(Records from a point labeling set)

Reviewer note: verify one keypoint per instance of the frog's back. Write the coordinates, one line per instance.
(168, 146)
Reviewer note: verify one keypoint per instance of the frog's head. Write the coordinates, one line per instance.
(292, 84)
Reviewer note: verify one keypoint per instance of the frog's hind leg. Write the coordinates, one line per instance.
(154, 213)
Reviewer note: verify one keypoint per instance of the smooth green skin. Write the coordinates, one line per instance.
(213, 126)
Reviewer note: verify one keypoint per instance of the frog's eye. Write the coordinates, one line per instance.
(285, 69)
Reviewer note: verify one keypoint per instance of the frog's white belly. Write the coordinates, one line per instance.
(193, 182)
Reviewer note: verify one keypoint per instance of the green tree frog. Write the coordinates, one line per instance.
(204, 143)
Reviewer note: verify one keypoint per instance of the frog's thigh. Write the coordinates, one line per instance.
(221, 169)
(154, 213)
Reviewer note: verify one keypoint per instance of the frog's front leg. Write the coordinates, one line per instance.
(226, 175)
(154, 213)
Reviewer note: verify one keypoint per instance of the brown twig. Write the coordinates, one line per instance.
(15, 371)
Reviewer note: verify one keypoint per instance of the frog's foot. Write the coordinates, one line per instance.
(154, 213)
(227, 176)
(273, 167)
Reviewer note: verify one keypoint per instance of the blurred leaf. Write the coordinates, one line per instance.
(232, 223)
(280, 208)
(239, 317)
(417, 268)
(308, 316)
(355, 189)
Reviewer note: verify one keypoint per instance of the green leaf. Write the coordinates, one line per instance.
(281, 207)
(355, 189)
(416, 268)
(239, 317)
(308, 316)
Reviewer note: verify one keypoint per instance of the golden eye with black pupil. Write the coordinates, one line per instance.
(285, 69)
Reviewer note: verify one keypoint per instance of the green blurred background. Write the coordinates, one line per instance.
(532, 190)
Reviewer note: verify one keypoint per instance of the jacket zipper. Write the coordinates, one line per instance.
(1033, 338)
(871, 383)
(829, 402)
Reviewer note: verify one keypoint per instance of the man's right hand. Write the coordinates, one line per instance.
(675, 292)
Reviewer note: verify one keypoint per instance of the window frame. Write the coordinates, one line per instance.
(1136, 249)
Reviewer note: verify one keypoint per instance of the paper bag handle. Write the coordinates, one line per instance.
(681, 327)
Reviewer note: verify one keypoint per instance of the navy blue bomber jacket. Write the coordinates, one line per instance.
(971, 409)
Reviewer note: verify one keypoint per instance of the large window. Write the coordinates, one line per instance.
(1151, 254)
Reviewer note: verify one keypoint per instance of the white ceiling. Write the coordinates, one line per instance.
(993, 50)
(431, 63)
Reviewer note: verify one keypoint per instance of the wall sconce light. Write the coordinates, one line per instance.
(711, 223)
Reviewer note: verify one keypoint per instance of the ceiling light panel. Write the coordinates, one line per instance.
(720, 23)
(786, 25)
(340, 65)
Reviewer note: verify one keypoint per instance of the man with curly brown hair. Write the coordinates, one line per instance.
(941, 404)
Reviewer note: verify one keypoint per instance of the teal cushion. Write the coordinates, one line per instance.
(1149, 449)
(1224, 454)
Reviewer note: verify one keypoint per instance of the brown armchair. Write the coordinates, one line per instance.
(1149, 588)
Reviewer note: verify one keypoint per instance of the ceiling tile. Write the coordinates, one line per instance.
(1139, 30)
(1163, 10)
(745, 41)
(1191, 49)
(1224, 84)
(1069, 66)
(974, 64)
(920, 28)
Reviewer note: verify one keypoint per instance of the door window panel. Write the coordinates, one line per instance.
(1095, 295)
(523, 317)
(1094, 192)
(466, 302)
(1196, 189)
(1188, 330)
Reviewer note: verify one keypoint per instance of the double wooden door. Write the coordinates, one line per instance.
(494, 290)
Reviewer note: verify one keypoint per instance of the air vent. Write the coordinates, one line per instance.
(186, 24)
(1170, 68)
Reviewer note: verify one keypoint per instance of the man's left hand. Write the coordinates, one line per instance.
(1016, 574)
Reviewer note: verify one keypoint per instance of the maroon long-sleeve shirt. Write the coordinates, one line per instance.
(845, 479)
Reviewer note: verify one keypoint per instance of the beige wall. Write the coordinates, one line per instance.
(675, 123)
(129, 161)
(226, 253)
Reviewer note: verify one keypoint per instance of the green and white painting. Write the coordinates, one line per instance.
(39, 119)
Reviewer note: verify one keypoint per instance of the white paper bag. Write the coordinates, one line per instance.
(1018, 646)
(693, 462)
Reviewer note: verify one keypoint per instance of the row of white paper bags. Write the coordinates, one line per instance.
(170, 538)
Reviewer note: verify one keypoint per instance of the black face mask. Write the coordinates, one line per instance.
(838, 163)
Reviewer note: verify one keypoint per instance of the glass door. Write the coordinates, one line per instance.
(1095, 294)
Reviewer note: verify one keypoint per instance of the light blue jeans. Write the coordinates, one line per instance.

=== Problem to solve ===
Give the lines from the one containing "Reviewer note: verify one keypoint per instance of the green and" through the end of the entries again, exactly as written and with no other lines.

=== Exercise output ===
Reviewer note: verify one keypoint per instance of the green and white painting. Write the coordinates, one line per instance.
(39, 119)
Reviewer note: verify one keypoint per instance of the white paper bag. Write the coordinates, one line per instance.
(1018, 646)
(693, 462)
Reviewer note: verify one keypoint per instance of the row of white paper bags. Write the coordinates, one line per instance.
(170, 538)
Reviewer note: verify one keypoint per instance of the black face mask. Write the coordinates, one line per instance.
(838, 163)
Reviewer note: verify one keypoint per instance of the glass door. Write the coordinates, one line per instance.
(1095, 294)
Reviewer note: verify one keypoint per instance of the light blue jeans. Write the coordinates, one line per instance.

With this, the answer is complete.